> _Task requirements_
Return each of the following lines verbatim, with no alteration.

Stored data entries
☆ ☆ ☆ ☆

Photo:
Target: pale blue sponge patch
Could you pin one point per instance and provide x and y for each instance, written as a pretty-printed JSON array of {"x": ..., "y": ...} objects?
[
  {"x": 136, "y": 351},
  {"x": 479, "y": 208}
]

☆ ☆ ☆ ☆

> _Completed task_
Photo:
Target: pale blue sponge patch
Could you pin one point per instance and provide x and y for each instance, written as a pretty-printed JSON array of {"x": ..., "y": ...} objects?
[
  {"x": 136, "y": 351},
  {"x": 479, "y": 208}
]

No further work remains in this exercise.